(Dataset rows)
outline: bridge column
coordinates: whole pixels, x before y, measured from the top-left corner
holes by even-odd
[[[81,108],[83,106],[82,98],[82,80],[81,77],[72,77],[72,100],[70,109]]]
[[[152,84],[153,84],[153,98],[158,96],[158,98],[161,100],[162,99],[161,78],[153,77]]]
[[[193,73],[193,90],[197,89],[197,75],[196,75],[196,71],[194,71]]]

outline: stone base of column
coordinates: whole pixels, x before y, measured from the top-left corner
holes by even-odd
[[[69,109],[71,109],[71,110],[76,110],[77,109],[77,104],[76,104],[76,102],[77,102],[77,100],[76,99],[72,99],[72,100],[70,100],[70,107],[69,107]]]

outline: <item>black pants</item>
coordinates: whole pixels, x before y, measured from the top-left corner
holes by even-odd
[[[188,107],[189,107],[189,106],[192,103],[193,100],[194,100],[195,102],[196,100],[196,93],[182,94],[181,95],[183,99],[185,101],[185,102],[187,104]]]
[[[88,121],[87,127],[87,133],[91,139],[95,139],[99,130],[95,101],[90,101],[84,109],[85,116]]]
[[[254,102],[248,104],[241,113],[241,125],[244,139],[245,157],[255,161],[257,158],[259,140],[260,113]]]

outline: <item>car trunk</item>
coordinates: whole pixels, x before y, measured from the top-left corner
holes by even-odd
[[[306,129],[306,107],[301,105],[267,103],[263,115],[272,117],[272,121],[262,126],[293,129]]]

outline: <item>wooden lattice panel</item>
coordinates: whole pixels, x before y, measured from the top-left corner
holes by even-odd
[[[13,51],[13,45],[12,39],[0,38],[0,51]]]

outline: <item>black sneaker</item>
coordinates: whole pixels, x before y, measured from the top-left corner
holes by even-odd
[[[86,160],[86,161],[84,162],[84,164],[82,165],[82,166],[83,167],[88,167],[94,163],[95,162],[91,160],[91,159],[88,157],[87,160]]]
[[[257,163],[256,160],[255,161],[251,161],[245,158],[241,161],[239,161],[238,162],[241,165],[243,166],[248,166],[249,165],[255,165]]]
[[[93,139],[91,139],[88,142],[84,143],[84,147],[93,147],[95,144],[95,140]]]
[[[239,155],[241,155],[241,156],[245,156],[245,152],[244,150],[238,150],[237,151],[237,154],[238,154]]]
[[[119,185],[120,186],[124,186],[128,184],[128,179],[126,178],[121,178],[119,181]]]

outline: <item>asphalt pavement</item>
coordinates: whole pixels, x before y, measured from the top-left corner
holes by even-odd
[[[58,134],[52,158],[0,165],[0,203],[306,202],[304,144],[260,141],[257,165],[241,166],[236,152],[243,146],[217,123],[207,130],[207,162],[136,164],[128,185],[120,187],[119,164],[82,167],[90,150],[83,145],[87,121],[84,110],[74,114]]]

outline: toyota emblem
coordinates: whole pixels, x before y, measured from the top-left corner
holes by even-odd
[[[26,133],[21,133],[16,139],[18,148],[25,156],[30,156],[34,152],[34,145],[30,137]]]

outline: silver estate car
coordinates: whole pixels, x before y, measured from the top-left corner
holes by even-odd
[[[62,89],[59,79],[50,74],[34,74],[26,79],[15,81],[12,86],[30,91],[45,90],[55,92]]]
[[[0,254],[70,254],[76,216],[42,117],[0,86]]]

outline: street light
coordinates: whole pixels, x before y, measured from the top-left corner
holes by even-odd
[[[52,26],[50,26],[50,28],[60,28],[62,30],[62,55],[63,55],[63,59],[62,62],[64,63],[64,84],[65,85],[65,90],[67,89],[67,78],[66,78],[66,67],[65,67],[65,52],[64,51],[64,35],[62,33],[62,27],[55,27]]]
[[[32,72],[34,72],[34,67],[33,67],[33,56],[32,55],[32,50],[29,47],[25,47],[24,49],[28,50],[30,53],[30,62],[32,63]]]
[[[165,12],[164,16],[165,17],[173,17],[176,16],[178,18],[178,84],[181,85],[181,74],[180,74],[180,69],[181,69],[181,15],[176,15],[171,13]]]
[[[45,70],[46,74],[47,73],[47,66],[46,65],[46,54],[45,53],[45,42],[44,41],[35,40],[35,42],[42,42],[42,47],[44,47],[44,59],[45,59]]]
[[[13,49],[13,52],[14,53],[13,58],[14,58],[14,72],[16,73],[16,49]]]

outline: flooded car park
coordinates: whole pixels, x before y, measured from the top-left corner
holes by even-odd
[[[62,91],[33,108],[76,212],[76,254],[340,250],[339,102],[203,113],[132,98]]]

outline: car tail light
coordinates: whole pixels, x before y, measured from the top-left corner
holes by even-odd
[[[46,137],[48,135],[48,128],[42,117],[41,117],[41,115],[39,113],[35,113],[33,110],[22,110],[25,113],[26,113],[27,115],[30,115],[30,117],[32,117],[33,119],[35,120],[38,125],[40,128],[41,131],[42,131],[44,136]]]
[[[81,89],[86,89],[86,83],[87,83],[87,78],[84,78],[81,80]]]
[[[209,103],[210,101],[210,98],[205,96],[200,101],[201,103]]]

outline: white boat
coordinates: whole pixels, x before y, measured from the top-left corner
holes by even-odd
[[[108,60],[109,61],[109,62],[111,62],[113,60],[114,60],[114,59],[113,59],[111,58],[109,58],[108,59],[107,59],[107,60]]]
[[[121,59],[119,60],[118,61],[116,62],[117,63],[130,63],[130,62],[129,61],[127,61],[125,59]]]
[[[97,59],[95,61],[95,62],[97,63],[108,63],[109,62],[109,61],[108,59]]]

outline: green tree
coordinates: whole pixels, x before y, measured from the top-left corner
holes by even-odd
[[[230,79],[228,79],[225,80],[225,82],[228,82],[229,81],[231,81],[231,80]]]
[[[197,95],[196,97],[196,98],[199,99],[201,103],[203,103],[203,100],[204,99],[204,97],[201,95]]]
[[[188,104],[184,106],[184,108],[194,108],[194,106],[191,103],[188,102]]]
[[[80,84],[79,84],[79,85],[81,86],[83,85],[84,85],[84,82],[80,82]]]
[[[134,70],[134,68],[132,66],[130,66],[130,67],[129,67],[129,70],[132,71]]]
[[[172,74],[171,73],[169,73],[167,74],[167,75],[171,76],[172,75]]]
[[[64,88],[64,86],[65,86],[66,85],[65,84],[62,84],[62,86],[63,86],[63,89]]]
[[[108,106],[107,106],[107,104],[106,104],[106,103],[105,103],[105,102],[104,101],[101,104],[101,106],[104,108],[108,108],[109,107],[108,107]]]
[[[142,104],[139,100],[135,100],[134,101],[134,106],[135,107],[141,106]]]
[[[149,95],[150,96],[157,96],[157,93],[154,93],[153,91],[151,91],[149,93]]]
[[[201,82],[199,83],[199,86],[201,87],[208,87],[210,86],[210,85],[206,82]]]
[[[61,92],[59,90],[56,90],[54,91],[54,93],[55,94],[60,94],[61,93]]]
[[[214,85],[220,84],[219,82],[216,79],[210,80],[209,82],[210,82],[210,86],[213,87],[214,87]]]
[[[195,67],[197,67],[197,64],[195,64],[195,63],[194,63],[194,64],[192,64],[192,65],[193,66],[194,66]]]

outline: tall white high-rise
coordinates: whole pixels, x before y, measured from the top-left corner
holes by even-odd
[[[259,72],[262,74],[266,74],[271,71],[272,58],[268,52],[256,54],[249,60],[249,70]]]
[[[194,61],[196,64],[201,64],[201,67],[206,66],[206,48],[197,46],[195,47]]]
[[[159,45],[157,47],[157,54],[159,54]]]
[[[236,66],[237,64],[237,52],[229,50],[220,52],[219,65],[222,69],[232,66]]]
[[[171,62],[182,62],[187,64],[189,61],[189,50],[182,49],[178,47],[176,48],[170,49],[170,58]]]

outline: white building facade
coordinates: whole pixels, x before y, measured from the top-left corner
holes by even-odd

Short exercise >> Copy the rows from the line holding "outline: white building facade" through the end of the rows, both ends included, and substitute "nonzero" for "even-odd" while leaving everything else unchanged.

Final result >>
outline: white building facade
coordinates: whole pixels, x before y, measured from the top-left corner
holes by nonzero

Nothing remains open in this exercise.